#### How to complete this task:
Gather all lines with "green" from the records.

(Extracted records)

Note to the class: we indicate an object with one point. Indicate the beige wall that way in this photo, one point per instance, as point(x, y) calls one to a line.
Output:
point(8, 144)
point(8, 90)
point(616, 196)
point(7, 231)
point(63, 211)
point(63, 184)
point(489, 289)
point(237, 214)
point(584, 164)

...

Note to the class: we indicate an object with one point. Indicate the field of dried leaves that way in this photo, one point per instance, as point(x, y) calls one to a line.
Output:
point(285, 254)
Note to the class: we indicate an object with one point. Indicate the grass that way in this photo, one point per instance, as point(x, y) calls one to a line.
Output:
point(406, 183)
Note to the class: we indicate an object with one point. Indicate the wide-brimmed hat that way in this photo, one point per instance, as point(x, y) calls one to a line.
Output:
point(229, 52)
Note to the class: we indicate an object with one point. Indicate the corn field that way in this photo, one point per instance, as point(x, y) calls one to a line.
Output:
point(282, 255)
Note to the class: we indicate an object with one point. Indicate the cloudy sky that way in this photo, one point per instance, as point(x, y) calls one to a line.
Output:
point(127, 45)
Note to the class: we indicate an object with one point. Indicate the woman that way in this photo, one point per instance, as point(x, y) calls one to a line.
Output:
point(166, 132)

* * *

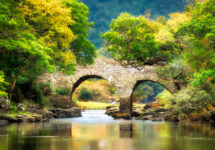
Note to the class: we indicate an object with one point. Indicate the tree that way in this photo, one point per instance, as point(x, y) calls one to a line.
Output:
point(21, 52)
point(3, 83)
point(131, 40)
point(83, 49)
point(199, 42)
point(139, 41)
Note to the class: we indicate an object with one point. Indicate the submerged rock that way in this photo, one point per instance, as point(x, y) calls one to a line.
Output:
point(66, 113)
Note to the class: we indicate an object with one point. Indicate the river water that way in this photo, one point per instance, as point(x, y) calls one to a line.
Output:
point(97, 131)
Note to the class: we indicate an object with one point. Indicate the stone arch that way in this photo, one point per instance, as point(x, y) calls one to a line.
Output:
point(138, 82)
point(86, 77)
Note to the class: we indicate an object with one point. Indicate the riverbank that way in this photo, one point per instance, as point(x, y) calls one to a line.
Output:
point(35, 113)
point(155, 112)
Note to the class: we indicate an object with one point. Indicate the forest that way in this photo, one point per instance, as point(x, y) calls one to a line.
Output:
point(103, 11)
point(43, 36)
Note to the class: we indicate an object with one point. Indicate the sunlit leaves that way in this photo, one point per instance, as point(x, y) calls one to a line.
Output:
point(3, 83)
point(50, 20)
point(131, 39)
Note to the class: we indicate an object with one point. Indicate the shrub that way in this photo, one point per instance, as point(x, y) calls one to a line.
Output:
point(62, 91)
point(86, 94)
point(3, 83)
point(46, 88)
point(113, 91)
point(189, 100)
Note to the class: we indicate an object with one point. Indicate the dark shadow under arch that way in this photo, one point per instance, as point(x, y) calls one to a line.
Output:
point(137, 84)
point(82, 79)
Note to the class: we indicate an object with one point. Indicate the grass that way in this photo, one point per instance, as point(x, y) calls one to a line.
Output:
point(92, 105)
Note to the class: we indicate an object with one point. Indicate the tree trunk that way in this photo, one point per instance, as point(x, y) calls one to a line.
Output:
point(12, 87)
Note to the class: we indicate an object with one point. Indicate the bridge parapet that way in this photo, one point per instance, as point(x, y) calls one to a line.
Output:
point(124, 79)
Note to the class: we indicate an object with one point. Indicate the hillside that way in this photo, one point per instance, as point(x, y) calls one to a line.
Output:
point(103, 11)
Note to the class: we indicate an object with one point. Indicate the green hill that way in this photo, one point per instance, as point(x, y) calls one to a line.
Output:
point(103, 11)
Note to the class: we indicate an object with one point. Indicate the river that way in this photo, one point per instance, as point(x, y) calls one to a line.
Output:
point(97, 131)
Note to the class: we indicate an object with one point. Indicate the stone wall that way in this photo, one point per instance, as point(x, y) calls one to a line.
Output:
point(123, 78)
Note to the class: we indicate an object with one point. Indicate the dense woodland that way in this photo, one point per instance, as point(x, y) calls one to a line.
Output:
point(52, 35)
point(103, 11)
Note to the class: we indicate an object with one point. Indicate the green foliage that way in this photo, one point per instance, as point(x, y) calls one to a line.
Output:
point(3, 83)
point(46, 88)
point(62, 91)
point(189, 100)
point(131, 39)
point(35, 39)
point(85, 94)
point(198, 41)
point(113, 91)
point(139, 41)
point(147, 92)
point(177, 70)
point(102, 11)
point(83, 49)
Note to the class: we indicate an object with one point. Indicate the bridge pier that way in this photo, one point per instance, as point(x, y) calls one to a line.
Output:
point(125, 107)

#### Response to the exercise:
Note to the class: we indicate an object with one point. Indicate the green hill that way in this photo, one point per instance, as point(x, y) calls one to a line.
Note to the class: we indicate an object with one point. Indicate the green foliage that way in this photo, one point per instance, as point(x, y) calls one to a line.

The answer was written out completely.